[[ SOURCE DATA open ]]
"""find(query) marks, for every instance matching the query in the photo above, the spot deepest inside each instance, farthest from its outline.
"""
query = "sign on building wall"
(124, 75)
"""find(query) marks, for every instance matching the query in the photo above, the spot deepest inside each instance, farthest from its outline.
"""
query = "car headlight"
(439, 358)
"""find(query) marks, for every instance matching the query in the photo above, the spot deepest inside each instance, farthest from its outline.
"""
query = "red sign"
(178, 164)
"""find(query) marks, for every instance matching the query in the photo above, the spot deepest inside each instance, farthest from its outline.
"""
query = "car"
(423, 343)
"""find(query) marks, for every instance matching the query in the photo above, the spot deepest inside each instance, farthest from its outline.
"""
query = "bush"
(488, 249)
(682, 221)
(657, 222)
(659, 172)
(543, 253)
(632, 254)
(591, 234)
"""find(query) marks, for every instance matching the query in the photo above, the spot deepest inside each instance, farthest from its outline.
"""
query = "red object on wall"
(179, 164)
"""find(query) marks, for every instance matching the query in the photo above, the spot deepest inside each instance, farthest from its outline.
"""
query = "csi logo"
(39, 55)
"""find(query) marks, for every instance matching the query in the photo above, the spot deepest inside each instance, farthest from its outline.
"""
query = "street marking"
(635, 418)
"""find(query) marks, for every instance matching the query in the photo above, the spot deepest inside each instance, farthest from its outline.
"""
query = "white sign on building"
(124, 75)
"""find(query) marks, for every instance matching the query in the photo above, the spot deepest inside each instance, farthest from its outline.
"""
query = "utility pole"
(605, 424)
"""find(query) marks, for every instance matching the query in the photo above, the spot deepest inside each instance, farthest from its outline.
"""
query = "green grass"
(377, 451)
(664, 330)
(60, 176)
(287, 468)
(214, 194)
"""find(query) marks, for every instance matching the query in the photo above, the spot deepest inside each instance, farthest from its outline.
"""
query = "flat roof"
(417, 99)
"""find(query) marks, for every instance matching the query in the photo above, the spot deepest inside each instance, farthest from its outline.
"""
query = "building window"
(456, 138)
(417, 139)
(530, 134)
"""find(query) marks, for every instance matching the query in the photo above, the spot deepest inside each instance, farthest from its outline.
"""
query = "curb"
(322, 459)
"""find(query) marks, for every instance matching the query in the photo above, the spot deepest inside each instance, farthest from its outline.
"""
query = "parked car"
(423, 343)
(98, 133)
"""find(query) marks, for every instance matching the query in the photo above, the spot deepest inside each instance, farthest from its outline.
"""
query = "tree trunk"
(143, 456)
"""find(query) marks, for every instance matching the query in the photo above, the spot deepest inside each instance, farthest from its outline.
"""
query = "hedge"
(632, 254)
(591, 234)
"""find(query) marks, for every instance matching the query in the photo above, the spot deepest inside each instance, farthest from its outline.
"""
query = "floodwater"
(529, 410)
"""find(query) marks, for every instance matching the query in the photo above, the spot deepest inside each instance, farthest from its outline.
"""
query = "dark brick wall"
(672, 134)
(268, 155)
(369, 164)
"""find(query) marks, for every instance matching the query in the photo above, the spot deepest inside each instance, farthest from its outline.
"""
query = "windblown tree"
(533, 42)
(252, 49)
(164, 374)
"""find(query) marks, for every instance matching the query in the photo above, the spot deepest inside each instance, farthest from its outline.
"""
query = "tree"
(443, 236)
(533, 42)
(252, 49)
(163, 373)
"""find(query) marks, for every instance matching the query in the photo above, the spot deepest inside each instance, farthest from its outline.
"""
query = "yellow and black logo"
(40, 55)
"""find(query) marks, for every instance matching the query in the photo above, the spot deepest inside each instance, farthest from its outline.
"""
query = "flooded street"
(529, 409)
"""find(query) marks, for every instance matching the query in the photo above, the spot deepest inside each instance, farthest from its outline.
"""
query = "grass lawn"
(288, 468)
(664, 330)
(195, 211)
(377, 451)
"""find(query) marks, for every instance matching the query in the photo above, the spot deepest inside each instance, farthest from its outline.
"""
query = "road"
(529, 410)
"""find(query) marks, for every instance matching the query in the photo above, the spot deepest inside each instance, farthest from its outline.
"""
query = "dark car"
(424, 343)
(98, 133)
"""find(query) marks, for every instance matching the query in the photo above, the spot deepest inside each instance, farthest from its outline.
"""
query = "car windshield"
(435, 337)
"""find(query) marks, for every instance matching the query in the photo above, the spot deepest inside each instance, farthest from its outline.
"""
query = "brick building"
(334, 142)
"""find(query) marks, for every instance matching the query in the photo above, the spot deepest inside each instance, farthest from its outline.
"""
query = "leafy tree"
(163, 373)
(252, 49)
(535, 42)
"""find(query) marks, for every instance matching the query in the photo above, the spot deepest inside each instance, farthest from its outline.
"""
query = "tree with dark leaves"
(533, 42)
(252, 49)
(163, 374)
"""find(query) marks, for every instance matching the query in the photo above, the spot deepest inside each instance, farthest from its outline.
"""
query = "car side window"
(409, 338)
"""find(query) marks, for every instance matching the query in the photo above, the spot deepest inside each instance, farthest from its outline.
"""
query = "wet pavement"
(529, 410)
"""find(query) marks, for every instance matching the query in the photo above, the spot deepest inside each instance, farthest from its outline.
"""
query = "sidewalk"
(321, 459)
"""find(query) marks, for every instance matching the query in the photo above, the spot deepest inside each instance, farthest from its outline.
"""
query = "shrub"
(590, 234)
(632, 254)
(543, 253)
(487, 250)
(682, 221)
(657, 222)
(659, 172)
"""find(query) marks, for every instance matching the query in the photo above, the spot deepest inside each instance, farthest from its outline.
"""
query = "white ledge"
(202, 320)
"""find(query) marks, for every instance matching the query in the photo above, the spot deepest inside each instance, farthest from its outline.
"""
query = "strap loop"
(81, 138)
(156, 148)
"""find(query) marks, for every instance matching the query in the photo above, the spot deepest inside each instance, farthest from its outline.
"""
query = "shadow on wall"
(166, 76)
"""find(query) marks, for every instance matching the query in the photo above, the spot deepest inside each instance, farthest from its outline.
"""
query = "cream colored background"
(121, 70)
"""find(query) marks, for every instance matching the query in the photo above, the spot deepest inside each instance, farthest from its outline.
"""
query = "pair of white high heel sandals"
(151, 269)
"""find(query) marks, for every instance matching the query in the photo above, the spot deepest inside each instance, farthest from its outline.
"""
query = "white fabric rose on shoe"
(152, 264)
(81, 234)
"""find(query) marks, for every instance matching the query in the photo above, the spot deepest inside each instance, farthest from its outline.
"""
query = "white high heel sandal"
[[ SOURCE DATA closed ]]
• ASSIGNED TASK: Restate every line of the listing word for word.

• YOUR RESPONSE:
"""find(query) marks, for every instance matching the query in the photo above, the spot deepest inside each instance, farthest from its outline.
"""
query = "sign on building wall"
(124, 75)
"""find(query) marks, for every instance matching the query in the photo above, the spot deepest inside each instance, farthest from its outline.
"""
query = "car headlight"
(439, 358)
"""find(query) marks, for every instance matching the query in the photo above, the spot deepest inside each instance, farthest from its outline.
"""
query = "red sign"
(178, 164)
"""find(query) marks, for every instance matching the query in the photo above, the spot deepest inside each instance, farthest from its outline.
"""
query = "car"
(423, 343)
"""find(query) marks, for every instance matching the query in the photo above, the spot deepest inside each instance, farthest from its outline.
"""
query = "bush"
(488, 249)
(682, 221)
(657, 222)
(659, 172)
(543, 253)
(632, 254)
(591, 234)
"""find(query) marks, for every instance matching the query in the photo above, the spot deepest inside each instance, farthest from its outline.
"""
query = "red object on wall"
(179, 164)
"""find(query) marks, for every instance matching the query in the photo above, the spot deepest inside each instance, farthest from its outline.
"""
query = "csi logo"
(39, 55)
"""find(query) marks, for every instance matching the query in the photo above, the spot deepest inside each instance, farthest from its outline.
"""
query = "street marking"
(635, 418)
"""find(query) marks, for every instance matching the query in the photo above, the spot deepest inside each instance, farthest from its outline.
"""
query = "white sign on building"
(124, 75)
"""find(query) marks, for every instance matching the query in the photo above, the spot deepest inside each instance, farthest from its outline.
"""
query = "utility pole"
(605, 424)
"""find(query) marks, for every instance matching the query in the photo above, the spot deepest inside each instance, farthest from its outline.
"""
query = "green grass"
(377, 451)
(664, 330)
(60, 176)
(287, 468)
(214, 194)
"""find(query) marks, for every instance matching the query in the photo above, the spot deepest inside each instance, farthest from its outline.
"""
query = "flat roof"
(417, 99)
"""find(query) marks, for every instance matching the query in the photo above, the spot deepest inside each instance, farthest from its outline.
"""
query = "building window"
(456, 138)
(417, 139)
(530, 134)
"""find(query) marks, for every instance matching the query in the photo above, the spot deepest inside each instance, farthest from its outline.
"""
query = "curb"
(322, 459)
"""find(query) marks, for every instance matching the query in the photo above, the spot deepest inside each instance, farthest from its outline.
"""
query = "parked car"
(423, 343)
(98, 133)
"""find(query) marks, for every instance matching the query in the photo above, the spot deepest inside each instance, farthest from its outline.
"""
query = "tree trunk"
(143, 456)
"""find(query) marks, for every instance matching the query in the photo above, the spot deepest inside each instance, farthest from its outline.
"""
query = "hedge"
(632, 254)
(591, 234)
"""find(query) marks, for every instance matching the query in the photo above, the spot deepest inside each instance, farthest from its outline.
"""
query = "floodwater"
(529, 410)
"""find(query) marks, for every instance matching the query in the photo above, the spot deepest inside each instance, farthest from its outline.
"""
query = "dark brick wall"
(672, 134)
(268, 155)
(369, 164)
"""find(query) marks, for every instance matching the query in the photo above, the spot deepest inside each instance, farthest from its outline.
"""
query = "windblown tree"
(533, 42)
(252, 49)
(164, 374)
"""find(query) marks, for every instance matching the query in the photo above, the spot deepest inside each instance, farthest from its outline.
"""
query = "tree"
(443, 236)
(533, 42)
(252, 49)
(163, 373)
"""find(query) marks, for every instance matching the query in the photo above, the spot deepest inside each instance, farthest from its outline.
"""
query = "yellow and black logo"
(40, 55)
"""find(query) marks, for every instance matching the query in the photo above, the spot deepest inside each instance, farthest from its outline.
"""
query = "flooded street"
(529, 409)
"""find(query) marks, for every instance matching the query in the photo above, the spot deepest inside each instance, farthest from its outline.
"""
query = "grass lawn"
(288, 468)
(664, 330)
(195, 211)
(377, 451)
"""find(query) marks, for every instance matching the query in the photo above, the spot deepest inside each instance, farthest from its outline.
"""
query = "road"
(529, 410)
"""find(query) marks, for every instance matching the query in the photo above, the spot deepest inside each instance, farthest from its outline.
"""
query = "dark car"
(424, 343)
(98, 133)
"""find(query) marks, for every instance matching the query in the photo above, the spot deepest inside each instance, farthest from its outline.
"""
query = "car windshield"
(435, 337)
"""find(query) marks, for every instance matching the query in the photo above, the spot deepest inside each instance, farthest from its outline.
"""
query = "brick building"
(334, 142)
"""find(query) marks, for every instance matching the query in the photo above, the spot deepest inside each instance, farthest from its outline.
"""
query = "leafy tree"
(163, 373)
(252, 49)
(535, 42)
"""find(query) marks, for every instance matching the query in the photo above, the spot deepest inside each instance, farthest from its outline.
"""
query = "tree with dark leaves"
(533, 42)
(252, 49)
(163, 374)
"""find(query) marks, for every instance matching the query in the photo above, the spot deepest inside each instance, farthest from its outline.
"""
query = "car side window"
(409, 338)
"""find(query) marks, for every instance matching the query in the photo above, the spot deepest inside each instance, farthest from its outline.
"""
query = "wet pavement"
(529, 410)
"""find(query) marks, for every instance matching the query in the photo above, the spot deepest inside each instance, farthest from its outline.
"""
query = "sidewalk"
(321, 459)
"""find(query) marks, for every instance matching the query in the photo above, the spot deepest inside each instance, farthest from its outline.
"""
query = "shrub"
(590, 234)
(632, 254)
(543, 253)
(487, 250)
(682, 221)
(657, 222)
(659, 172)
"""find(query) marks, for every instance matching the query in the photo above, the spot deepest inside each instance, farthest from its outline.
"""
query = "white ledge"
(202, 320)
"""find(query) marks, for every instance matching the query in the photo above, the spot deepest inside each instance, farthest from its outline.
"""
query = "strap loop"
(81, 138)
(156, 148)
"""find(query) marks, for every instance matching the query in the photo above, the spot deepest inside each instance, farthest from its outline.
"""
query = "shadow on wall"
(166, 76)
"""find(query) marks, for every instance matching the query in the photo above, the spot deepest inside each instance, farthest from its outline.
"""
query = "cream colored background"
(121, 70)
"""find(query) marks, for every instance matching the query in the photo above, the spot deepest inside each instance, farthest from its outline.
"""
query = "pair of white high heel sandals"
(151, 269)
"""find(query) marks, for every instance matching the query in the photo above, the spot deepest inside each instance, farthest from its outline.
"""
query = "white fabric rose on shoe"
(152, 264)
(81, 234)
"""find(query) marks, for every instance matching the query in the photo above, the spot deepest inside each instance, farthest from its outline.
"""
query = "white high heel sandal"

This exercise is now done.